---- Recorded information
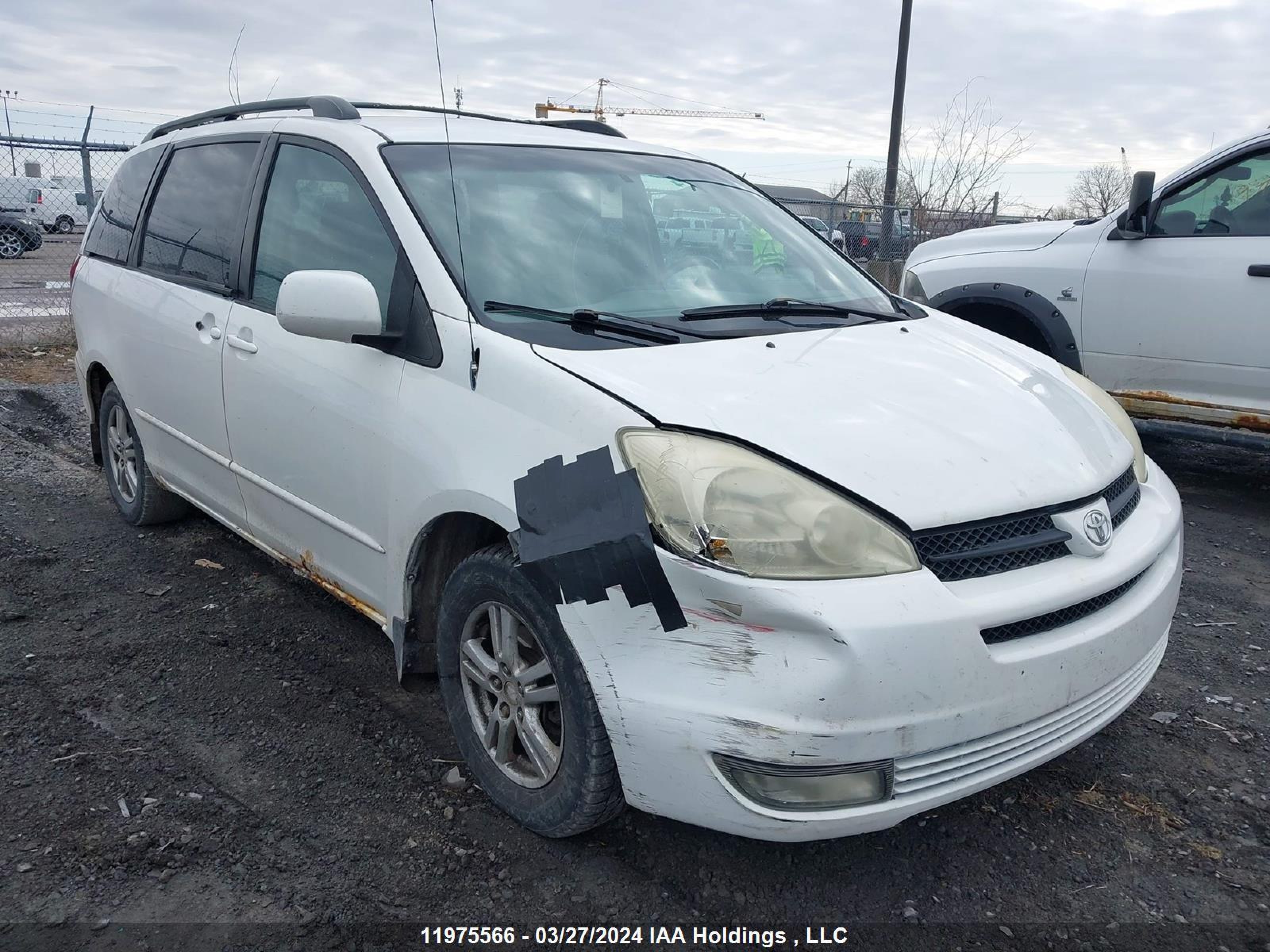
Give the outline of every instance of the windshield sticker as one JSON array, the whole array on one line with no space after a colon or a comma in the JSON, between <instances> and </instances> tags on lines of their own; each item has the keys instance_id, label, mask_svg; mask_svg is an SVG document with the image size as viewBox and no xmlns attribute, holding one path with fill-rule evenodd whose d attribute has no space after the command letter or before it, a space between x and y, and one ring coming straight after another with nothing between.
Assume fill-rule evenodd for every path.
<instances>
[{"instance_id":1,"label":"windshield sticker","mask_svg":"<svg viewBox=\"0 0 1270 952\"><path fill-rule=\"evenodd\" d=\"M622 217L622 190L617 185L602 185L599 189L599 217Z\"/></svg>"},{"instance_id":2,"label":"windshield sticker","mask_svg":"<svg viewBox=\"0 0 1270 952\"><path fill-rule=\"evenodd\" d=\"M615 472L607 448L532 467L516 481L516 515L521 569L552 604L596 604L621 585L631 608L653 605L663 630L687 627L653 548L639 477Z\"/></svg>"}]
</instances>

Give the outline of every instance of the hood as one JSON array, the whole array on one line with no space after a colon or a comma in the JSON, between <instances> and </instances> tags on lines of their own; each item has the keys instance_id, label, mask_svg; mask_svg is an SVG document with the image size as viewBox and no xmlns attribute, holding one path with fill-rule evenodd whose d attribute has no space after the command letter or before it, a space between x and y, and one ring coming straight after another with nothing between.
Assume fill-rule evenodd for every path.
<instances>
[{"instance_id":1,"label":"hood","mask_svg":"<svg viewBox=\"0 0 1270 952\"><path fill-rule=\"evenodd\" d=\"M955 235L923 241L909 255L909 265L949 255L977 254L979 251L1033 251L1044 248L1073 221L1029 221L1021 225L993 225L987 228L968 228Z\"/></svg>"},{"instance_id":2,"label":"hood","mask_svg":"<svg viewBox=\"0 0 1270 952\"><path fill-rule=\"evenodd\" d=\"M1072 501L1133 461L1059 364L939 312L667 347L535 350L660 425L745 440L913 529Z\"/></svg>"}]
</instances>

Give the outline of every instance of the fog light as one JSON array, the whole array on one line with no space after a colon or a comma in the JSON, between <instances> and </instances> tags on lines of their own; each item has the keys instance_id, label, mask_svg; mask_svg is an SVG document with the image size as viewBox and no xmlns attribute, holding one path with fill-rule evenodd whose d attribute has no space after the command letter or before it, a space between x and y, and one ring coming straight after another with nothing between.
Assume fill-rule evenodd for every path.
<instances>
[{"instance_id":1,"label":"fog light","mask_svg":"<svg viewBox=\"0 0 1270 952\"><path fill-rule=\"evenodd\" d=\"M833 810L889 800L894 760L827 767L763 764L715 754L723 776L742 796L773 810Z\"/></svg>"}]
</instances>

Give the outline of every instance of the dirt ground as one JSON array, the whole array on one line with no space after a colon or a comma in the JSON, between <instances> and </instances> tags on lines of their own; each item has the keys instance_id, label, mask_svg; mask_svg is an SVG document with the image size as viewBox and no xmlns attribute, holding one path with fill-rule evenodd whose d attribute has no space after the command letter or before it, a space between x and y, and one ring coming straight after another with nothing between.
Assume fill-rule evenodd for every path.
<instances>
[{"instance_id":1,"label":"dirt ground","mask_svg":"<svg viewBox=\"0 0 1270 952\"><path fill-rule=\"evenodd\" d=\"M1270 949L1266 454L1149 443L1186 504L1172 642L1138 702L1050 764L852 839L629 810L545 840L442 783L436 684L401 691L375 626L210 519L123 523L74 383L34 359L0 368L18 381L0 383L0 947L193 948L199 923L255 924L216 948L406 948L359 930L812 922Z\"/></svg>"}]
</instances>

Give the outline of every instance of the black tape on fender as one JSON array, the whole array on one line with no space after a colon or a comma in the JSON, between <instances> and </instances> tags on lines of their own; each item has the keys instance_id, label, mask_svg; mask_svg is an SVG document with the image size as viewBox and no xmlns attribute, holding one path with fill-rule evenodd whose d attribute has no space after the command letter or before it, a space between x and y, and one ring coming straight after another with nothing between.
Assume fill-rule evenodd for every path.
<instances>
[{"instance_id":1,"label":"black tape on fender","mask_svg":"<svg viewBox=\"0 0 1270 952\"><path fill-rule=\"evenodd\" d=\"M565 463L554 456L516 481L516 547L521 567L552 604L608 598L652 604L665 631L688 625L662 562L634 470L615 472L607 448Z\"/></svg>"}]
</instances>

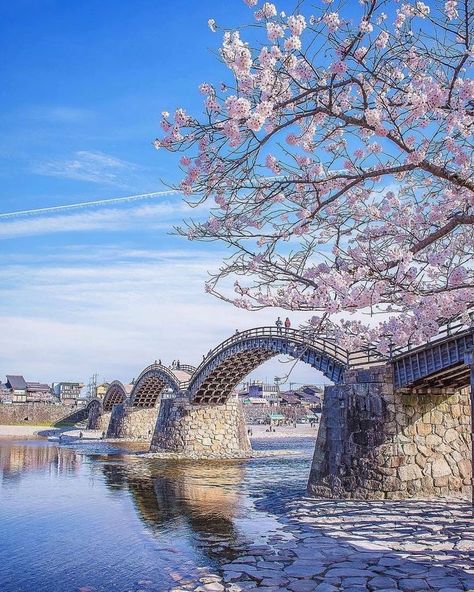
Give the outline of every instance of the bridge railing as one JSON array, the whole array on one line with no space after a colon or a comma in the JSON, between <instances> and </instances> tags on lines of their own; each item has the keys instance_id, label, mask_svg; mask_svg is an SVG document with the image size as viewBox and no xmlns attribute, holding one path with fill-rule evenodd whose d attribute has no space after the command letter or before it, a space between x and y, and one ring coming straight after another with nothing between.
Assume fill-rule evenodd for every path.
<instances>
[{"instance_id":1,"label":"bridge railing","mask_svg":"<svg viewBox=\"0 0 474 592\"><path fill-rule=\"evenodd\" d=\"M182 370L183 372L188 372L188 374L194 374L196 372L196 366L191 366L191 364L180 364L179 368L171 368L173 370Z\"/></svg>"},{"instance_id":2,"label":"bridge railing","mask_svg":"<svg viewBox=\"0 0 474 592\"><path fill-rule=\"evenodd\" d=\"M183 367L184 367L184 365L183 365ZM194 368L194 366L189 366L189 368ZM180 369L181 369L181 367L180 367ZM176 375L174 374L173 370L171 368L168 368L168 366L164 366L163 364L150 364L149 366L147 366L144 370L142 370L140 372L140 376L137 378L137 382L141 376L143 376L147 372L150 372L151 370L161 370L164 374L167 374L171 380L178 383L180 388L185 388L185 386L189 382L189 380L184 380L184 381L178 380L176 378ZM194 368L194 370L196 370L196 368Z\"/></svg>"},{"instance_id":3,"label":"bridge railing","mask_svg":"<svg viewBox=\"0 0 474 592\"><path fill-rule=\"evenodd\" d=\"M346 368L380 364L385 361L385 358L379 352L377 352L375 347L368 347L361 349L360 351L349 352L345 348L338 345L333 337L316 333L309 329L286 329L284 327L278 328L274 326L255 327L253 329L247 329L246 331L234 333L234 335L211 350L195 370L194 376L197 376L200 373L200 371L207 365L211 358L214 358L220 352L231 347L233 344L239 343L243 340L259 337L274 337L278 339L283 338L305 347L315 347L322 354L327 354ZM182 385L184 388L190 382L191 380L189 380L187 384L181 383L180 386Z\"/></svg>"},{"instance_id":4,"label":"bridge railing","mask_svg":"<svg viewBox=\"0 0 474 592\"><path fill-rule=\"evenodd\" d=\"M471 311L469 314L472 315L474 312ZM394 348L391 352L390 358L396 360L397 358L401 358L404 355L412 353L416 350L426 349L427 346L437 345L443 343L444 341L449 341L454 337L461 337L462 335L467 335L471 332L473 332L474 337L473 322L471 321L471 323L466 323L458 317L457 319L453 319L450 322L442 325L436 335L433 335L433 337L427 339L423 343L414 344L408 342L407 345Z\"/></svg>"}]
</instances>

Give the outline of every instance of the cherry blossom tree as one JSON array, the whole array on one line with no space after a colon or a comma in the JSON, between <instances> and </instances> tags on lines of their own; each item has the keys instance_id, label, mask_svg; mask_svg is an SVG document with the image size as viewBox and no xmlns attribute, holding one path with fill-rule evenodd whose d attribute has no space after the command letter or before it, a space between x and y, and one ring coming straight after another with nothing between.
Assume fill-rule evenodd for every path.
<instances>
[{"instance_id":1,"label":"cherry blossom tree","mask_svg":"<svg viewBox=\"0 0 474 592\"><path fill-rule=\"evenodd\" d=\"M245 3L246 27L209 21L224 81L200 86L199 117L163 113L155 141L182 153L188 203L208 204L179 232L230 248L207 290L308 311L315 330L382 352L465 318L470 1L300 1L292 14Z\"/></svg>"}]
</instances>

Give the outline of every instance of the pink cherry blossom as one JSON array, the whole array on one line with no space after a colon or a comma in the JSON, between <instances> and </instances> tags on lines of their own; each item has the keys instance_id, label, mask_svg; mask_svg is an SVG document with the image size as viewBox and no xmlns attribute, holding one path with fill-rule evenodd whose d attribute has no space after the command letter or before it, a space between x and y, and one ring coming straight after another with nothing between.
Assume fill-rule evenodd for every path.
<instances>
[{"instance_id":1,"label":"pink cherry blossom","mask_svg":"<svg viewBox=\"0 0 474 592\"><path fill-rule=\"evenodd\" d=\"M163 112L154 146L209 204L182 234L229 247L210 293L388 352L474 306L474 50L459 2L324 4L226 31L204 114Z\"/></svg>"}]
</instances>

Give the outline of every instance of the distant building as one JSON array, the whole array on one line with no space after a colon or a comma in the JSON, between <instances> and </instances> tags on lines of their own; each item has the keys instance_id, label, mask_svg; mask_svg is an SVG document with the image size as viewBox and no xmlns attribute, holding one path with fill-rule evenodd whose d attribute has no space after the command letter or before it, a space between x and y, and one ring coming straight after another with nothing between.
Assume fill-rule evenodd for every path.
<instances>
[{"instance_id":1,"label":"distant building","mask_svg":"<svg viewBox=\"0 0 474 592\"><path fill-rule=\"evenodd\" d=\"M26 403L26 381L23 376L7 374L5 386L10 391L12 403Z\"/></svg>"},{"instance_id":2,"label":"distant building","mask_svg":"<svg viewBox=\"0 0 474 592\"><path fill-rule=\"evenodd\" d=\"M53 391L61 403L77 405L84 385L81 382L54 382Z\"/></svg>"},{"instance_id":3,"label":"distant building","mask_svg":"<svg viewBox=\"0 0 474 592\"><path fill-rule=\"evenodd\" d=\"M281 404L292 407L307 407L315 411L321 410L323 391L315 385L304 385L297 390L281 393Z\"/></svg>"},{"instance_id":4,"label":"distant building","mask_svg":"<svg viewBox=\"0 0 474 592\"><path fill-rule=\"evenodd\" d=\"M254 399L260 399L267 405L279 405L280 404L280 388L276 384L264 383L261 380L252 380L244 383L242 389L239 391L239 399L251 399L253 403Z\"/></svg>"},{"instance_id":5,"label":"distant building","mask_svg":"<svg viewBox=\"0 0 474 592\"><path fill-rule=\"evenodd\" d=\"M7 374L0 385L0 399L8 403L50 403L51 388L42 382L27 382L20 374Z\"/></svg>"}]
</instances>

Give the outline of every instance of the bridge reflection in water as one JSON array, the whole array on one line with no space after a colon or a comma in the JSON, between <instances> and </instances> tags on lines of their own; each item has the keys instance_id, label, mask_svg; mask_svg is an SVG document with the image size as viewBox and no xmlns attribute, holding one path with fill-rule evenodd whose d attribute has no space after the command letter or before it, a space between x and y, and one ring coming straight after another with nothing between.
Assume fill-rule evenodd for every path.
<instances>
[{"instance_id":1,"label":"bridge reflection in water","mask_svg":"<svg viewBox=\"0 0 474 592\"><path fill-rule=\"evenodd\" d=\"M108 487L130 492L140 519L153 535L179 524L210 558L237 556L234 521L245 512L238 492L245 476L242 464L142 461L104 463L102 470Z\"/></svg>"}]
</instances>

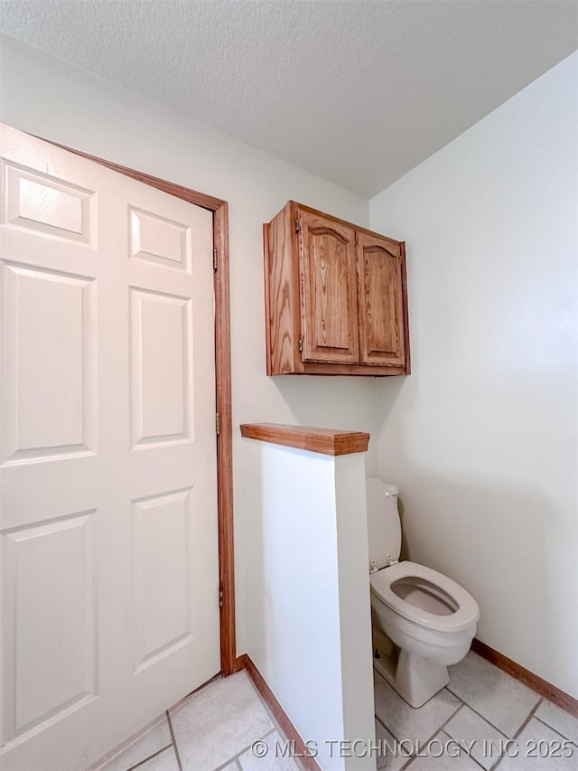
--------
▶ _Exercise brief_
Could you recast the listing from the line containing "Give the outline of every instance of the bridge reflection" through the end of the listing as a JSON list of strings, one string per line, with blank lines left out? Leave any pictures out of your answer.

▶ _Written response_
[
  "Give the outline of every instance of the bridge reflection in water as one JSON array, the whole array on one line with no space after a colon or a comma in the JSON, between <instances> and </instances> tags on lines of their own; each item has the keys instance_id, label, mask_svg; mask_svg is an SVG document with the image size as viewBox and no xmlns attribute, holding one path with fill-rule evenodd whose d attribute has no space after the command letter or before it, a space between x and y, and one ring coming straight after another with nothing between.",
  "Assume fill-rule evenodd for every path.",
  "<instances>",
  "[{\"instance_id\":1,\"label\":\"bridge reflection in water\",\"mask_svg\":\"<svg viewBox=\\\"0 0 474 592\\\"><path fill-rule=\\\"evenodd\\\" d=\\\"M108 487L130 492L140 519L153 535L179 524L210 558L237 556L234 521L245 512L238 492L245 476L242 464L142 461L104 463L102 470Z\\\"/></svg>\"}]",
  "</instances>"
]